Extract to read:
I do hope you didn't suffer damage from the gale force winds and were safe within the lovely place you call home...
Susan x

helen tilston said...

Your childhood in Scotland sounds idyllic. I loved reading about your rescuing the swallows. It sounds like sheet determination allowed you to climb, without a ladder, to the window.

i loved your visit to my blog today, thank you kindly.

Wishing you a very Happy Easter.

Helen xxx

Lynn said...

Loveliness. xoxo

Debra said...

Jane, I enjoy your memories, the way you capture beauty with your words and images. And the bird rescue mission summer is no exception.

How have you been, tender heart?

L.P. said...

What a lovely story!

Jane and Lance Hattatt said...

Hello Jane,

You have captured here most delightfully a glimpse of your childhood days in Scotland. Perhaps this is something we can all identify with......the innocence of childhood and the wish to save all creatures great and small.

Your recollections made our minds turn to our days in Herefordshire where Swallows would make their annual visit, lining up like notes on a musical score on the telegraph pole wires. Fledglings would run a gauntlet of life and death in games played with our cats. Our job was to keep a careful watch over those first hesitant flights in order that a swipe of a cat paw was not the final encounter for these brave birds.

Request 1: Repeat the passage of the blog comments between "How have you" and "great and small.", inclusive.
Request 2: List every name in the blog comments that is followed by the words "said...".
Request 3: According to the blog comments, in which place did Jane and Lance Hattatt see swallows make their annual visit?

Records from a data collection
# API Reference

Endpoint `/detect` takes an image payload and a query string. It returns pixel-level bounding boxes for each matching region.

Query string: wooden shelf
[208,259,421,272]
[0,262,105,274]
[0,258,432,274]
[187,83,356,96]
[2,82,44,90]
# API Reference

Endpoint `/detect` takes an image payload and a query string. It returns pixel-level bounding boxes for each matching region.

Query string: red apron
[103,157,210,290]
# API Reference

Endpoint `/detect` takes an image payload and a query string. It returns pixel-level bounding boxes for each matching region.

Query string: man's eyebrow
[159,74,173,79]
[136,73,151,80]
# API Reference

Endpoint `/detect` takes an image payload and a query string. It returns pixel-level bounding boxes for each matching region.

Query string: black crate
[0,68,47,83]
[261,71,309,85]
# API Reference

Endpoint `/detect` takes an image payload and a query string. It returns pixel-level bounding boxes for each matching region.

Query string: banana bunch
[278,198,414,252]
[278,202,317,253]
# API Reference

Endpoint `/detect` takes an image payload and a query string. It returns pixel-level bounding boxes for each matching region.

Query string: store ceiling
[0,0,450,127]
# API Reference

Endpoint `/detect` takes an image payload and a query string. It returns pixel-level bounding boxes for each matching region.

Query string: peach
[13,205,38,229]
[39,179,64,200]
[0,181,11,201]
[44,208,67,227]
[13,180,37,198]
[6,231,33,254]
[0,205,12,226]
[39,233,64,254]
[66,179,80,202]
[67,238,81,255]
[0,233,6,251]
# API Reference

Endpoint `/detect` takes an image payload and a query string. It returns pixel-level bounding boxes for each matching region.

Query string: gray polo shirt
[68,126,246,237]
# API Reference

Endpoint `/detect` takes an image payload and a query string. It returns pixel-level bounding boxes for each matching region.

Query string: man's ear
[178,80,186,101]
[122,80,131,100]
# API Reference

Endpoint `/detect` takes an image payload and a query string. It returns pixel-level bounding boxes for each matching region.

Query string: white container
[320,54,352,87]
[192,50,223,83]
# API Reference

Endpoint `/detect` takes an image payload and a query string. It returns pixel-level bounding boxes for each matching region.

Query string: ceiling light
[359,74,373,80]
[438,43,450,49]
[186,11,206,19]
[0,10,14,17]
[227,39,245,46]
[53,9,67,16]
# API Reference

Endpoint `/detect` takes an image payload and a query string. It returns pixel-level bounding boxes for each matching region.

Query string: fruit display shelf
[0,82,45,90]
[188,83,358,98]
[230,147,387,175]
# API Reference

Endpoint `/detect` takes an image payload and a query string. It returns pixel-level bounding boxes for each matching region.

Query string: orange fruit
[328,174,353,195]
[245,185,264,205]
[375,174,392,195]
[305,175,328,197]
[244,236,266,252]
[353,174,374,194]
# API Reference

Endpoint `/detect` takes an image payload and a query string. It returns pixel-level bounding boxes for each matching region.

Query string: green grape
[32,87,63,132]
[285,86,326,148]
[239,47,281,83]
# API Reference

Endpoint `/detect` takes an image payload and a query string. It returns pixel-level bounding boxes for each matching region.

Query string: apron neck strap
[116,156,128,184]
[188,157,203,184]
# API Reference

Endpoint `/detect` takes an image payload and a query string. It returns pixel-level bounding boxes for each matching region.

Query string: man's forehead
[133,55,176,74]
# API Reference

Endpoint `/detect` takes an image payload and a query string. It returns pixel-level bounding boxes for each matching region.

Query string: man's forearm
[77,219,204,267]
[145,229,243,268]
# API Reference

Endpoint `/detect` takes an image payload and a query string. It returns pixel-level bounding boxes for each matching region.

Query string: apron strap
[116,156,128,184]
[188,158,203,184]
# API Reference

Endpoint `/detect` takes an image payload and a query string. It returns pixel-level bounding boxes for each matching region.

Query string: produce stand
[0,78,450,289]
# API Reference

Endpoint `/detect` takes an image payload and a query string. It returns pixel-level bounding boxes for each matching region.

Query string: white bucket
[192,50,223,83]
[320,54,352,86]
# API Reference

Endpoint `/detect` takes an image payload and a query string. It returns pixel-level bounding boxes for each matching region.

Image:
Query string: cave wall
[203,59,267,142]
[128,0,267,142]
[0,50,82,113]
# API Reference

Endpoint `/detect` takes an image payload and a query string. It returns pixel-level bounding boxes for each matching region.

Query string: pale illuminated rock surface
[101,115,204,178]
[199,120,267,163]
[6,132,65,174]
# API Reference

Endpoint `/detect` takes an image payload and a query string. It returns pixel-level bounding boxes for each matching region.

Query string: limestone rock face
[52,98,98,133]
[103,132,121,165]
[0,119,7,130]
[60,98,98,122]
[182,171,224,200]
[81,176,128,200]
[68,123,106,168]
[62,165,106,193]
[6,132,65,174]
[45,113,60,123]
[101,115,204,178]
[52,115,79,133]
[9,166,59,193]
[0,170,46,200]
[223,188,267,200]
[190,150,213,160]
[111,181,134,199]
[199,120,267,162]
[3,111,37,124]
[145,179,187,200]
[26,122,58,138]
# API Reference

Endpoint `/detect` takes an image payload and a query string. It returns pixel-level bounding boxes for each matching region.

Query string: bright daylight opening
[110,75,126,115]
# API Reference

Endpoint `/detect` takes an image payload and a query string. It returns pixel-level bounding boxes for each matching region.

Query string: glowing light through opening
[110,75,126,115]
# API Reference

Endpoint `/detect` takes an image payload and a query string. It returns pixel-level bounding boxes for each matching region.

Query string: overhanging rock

Task result 1:
How have you been, tender heart?

L.P. said...

What a lovely story!

Jane and Lance Hattatt said...

Hello Jane,

You have captured here most delightfully a glimpse of your childhood days in Scotland. Perhaps this is something we can all identify with......the innocence of childhood and the wish to save all creatures great and small.

Task result 2:
helen tilston
Lynn
Debra
L.P.
Jane and Lance Hattatt

Task result 3: Herefordshire